*** Block opens ***

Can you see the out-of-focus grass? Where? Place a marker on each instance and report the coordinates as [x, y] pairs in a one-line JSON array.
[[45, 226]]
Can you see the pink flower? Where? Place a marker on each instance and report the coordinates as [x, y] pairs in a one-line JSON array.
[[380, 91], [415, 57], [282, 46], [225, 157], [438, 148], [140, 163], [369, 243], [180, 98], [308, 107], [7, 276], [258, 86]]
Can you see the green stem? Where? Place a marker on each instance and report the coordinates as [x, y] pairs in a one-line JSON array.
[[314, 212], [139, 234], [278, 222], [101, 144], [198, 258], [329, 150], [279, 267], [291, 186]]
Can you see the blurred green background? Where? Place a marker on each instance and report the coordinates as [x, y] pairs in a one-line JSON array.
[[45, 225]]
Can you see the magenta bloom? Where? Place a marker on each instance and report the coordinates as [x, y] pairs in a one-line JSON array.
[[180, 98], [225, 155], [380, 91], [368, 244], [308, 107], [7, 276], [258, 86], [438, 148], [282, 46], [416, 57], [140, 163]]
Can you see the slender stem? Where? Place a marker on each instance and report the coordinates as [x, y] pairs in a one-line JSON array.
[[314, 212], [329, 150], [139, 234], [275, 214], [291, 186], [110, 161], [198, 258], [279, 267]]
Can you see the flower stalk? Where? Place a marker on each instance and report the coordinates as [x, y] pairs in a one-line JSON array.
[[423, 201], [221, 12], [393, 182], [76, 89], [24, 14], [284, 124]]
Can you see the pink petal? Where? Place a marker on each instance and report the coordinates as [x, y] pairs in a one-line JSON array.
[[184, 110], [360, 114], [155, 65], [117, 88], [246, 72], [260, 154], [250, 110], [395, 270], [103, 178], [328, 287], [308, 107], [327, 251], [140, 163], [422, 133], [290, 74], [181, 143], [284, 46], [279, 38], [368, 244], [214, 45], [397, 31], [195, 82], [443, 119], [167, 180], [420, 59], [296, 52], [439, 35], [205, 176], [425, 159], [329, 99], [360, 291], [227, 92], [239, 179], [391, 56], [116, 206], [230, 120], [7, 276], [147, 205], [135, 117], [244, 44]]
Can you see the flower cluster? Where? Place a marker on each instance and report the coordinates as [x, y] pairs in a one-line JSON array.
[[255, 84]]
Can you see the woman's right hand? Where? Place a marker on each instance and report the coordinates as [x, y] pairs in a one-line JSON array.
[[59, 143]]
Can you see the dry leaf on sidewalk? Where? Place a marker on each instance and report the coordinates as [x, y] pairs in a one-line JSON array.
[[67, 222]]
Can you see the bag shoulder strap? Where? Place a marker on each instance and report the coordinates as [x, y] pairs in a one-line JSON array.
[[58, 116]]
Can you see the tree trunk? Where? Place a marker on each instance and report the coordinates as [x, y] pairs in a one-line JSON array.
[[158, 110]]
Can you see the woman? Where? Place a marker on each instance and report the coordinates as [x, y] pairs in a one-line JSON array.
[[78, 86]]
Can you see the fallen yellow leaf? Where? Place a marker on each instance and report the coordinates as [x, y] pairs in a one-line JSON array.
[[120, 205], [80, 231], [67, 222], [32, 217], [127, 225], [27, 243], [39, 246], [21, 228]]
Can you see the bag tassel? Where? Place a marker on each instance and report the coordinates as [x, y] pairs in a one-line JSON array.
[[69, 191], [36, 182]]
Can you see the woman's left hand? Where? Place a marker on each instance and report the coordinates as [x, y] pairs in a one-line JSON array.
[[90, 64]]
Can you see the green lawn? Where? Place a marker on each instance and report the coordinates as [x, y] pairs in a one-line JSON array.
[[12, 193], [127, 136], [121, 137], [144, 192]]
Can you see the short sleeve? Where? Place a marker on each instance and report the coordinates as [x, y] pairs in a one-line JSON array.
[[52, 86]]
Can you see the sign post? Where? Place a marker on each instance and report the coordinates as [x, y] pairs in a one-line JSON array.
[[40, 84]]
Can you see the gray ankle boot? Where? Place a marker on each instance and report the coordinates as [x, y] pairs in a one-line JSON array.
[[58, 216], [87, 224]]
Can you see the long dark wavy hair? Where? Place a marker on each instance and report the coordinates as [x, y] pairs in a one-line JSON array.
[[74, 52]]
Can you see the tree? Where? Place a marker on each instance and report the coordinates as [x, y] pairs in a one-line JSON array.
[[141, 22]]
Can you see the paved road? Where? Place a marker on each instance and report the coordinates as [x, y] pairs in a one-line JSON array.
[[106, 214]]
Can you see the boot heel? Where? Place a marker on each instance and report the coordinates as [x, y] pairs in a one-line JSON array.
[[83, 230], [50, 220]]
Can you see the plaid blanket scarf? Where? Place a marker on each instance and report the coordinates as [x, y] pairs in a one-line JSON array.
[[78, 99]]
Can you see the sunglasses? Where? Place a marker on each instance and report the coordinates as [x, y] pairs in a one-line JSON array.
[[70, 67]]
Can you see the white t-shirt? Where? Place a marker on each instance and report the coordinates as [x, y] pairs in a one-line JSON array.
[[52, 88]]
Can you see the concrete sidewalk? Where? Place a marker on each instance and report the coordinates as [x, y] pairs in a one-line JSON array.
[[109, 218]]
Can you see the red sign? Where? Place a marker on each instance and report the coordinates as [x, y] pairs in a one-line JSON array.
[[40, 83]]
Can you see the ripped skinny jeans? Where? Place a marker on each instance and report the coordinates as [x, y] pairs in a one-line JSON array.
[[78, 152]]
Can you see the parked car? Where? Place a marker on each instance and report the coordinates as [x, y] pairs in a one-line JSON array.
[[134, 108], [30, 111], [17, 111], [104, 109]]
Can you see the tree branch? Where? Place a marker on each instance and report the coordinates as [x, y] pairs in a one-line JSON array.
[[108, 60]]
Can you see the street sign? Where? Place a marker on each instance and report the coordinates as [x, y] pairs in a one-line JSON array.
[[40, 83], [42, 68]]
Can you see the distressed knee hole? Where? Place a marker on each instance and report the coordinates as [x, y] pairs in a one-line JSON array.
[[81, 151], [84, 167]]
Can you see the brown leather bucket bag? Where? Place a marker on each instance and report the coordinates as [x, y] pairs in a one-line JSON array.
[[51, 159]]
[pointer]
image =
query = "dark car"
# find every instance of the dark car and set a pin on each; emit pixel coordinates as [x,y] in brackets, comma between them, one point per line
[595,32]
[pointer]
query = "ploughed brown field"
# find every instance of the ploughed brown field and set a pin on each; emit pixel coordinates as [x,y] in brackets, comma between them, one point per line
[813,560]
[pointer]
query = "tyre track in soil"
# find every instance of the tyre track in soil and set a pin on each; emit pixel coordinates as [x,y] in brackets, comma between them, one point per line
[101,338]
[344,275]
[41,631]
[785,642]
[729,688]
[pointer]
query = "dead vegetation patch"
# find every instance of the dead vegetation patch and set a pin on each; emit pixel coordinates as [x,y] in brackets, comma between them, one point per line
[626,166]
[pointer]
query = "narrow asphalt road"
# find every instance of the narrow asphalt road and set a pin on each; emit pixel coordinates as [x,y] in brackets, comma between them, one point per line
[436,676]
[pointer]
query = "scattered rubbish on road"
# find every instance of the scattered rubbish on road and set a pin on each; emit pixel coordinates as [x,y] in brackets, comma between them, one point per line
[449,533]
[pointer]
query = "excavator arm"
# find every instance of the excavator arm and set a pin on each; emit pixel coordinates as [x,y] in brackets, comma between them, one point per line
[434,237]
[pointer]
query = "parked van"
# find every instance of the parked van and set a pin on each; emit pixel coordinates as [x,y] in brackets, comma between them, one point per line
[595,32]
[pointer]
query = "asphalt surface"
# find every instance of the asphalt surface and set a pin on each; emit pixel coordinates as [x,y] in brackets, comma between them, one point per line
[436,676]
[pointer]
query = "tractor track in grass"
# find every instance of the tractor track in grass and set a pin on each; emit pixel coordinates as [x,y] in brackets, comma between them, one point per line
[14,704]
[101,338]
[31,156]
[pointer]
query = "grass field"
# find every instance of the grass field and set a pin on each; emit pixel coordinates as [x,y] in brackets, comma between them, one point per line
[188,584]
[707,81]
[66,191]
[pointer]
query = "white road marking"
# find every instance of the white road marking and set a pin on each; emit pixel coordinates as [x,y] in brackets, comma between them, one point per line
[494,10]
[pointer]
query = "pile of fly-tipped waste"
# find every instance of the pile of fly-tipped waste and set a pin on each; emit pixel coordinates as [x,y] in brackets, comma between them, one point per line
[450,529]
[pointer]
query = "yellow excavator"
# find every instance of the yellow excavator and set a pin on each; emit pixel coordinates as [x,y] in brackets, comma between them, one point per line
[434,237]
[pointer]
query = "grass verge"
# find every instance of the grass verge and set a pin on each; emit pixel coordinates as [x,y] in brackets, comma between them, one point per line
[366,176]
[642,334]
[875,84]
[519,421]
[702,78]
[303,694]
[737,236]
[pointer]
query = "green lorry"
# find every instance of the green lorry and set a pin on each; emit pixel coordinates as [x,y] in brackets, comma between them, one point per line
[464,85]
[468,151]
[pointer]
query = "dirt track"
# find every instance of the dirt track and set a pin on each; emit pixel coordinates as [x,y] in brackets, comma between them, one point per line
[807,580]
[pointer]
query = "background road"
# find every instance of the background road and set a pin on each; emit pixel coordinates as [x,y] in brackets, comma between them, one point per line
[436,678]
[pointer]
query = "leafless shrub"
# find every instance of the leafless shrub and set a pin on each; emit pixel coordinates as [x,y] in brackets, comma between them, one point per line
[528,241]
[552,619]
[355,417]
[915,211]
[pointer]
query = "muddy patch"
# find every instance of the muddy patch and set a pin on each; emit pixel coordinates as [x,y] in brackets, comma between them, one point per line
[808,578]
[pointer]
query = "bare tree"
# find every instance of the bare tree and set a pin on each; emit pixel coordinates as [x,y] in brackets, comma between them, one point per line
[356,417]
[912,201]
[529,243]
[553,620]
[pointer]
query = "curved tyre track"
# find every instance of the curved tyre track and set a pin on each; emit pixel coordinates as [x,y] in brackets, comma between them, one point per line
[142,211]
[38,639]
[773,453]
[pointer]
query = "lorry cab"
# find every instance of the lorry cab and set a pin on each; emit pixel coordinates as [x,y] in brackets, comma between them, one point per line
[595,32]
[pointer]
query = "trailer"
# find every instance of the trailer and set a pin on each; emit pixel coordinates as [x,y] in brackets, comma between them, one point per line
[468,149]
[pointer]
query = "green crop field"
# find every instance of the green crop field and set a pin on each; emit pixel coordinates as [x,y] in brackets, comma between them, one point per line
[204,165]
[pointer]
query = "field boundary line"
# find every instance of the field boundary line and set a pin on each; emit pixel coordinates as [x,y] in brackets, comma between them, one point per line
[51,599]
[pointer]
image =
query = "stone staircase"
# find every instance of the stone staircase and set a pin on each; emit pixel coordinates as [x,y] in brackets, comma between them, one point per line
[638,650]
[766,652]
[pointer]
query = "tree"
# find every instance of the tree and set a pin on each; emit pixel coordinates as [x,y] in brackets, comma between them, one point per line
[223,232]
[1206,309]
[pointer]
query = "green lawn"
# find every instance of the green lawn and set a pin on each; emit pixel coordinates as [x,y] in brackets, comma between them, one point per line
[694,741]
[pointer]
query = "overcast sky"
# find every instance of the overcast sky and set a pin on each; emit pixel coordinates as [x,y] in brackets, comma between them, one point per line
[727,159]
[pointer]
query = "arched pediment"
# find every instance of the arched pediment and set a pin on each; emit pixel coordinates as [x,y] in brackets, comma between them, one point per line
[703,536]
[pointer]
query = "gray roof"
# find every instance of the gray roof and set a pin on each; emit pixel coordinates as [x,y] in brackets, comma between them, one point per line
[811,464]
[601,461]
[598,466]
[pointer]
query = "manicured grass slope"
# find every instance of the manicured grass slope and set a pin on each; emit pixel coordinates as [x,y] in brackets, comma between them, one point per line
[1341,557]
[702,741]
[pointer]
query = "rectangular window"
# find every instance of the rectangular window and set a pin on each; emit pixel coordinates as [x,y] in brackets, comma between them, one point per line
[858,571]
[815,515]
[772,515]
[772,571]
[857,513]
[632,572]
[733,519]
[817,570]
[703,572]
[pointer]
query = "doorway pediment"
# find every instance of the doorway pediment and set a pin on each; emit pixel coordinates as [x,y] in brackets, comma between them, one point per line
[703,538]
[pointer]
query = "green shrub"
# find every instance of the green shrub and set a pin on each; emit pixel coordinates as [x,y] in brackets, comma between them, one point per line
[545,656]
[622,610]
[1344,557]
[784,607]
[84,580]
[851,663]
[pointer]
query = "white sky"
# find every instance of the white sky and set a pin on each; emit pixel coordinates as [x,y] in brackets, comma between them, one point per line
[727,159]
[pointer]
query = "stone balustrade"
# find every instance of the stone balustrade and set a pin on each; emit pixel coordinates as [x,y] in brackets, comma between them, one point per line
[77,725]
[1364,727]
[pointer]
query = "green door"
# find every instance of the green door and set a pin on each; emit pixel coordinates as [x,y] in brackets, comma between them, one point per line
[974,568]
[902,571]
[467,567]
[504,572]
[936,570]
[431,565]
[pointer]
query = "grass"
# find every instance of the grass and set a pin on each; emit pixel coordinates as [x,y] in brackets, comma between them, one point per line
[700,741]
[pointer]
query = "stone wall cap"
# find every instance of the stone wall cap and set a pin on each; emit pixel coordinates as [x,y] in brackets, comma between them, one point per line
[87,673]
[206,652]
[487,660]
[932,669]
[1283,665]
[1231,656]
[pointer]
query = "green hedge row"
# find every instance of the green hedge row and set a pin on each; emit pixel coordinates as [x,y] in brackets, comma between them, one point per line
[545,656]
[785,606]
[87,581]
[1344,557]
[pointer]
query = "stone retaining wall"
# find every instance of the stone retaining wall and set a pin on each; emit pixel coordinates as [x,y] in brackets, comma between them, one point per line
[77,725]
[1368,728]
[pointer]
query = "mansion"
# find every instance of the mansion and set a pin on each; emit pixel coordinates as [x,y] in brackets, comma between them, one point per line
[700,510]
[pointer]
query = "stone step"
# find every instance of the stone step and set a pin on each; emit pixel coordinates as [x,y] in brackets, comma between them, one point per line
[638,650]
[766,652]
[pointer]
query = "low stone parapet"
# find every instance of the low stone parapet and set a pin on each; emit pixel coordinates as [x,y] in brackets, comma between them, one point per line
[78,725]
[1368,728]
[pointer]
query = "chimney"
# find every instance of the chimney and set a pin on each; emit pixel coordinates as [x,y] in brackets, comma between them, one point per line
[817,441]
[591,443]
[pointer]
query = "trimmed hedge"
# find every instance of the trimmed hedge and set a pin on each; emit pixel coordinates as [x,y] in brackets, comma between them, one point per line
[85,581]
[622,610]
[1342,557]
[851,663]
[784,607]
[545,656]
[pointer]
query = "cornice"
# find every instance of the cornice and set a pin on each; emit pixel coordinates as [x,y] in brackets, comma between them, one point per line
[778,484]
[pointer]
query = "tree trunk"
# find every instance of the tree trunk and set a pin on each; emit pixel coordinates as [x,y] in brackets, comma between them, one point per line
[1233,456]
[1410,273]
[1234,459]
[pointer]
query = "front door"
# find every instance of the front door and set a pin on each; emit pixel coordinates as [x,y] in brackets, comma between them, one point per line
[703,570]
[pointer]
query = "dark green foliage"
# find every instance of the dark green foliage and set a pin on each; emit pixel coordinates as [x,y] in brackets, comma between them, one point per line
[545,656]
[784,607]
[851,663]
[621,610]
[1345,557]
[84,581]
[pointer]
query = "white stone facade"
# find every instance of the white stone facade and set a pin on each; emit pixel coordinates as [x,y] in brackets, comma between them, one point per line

*** Block closes ***

YOUR ASSIGNMENT →
All lines in the entries above that hold the word "facade" need to be copied.

TASK SOLUTION →
query = "white stone facade"
# find every instance of the white stone facade and set a pin on each; emit pixel coordinates as [x,y] in brackets, comma between them, one point per line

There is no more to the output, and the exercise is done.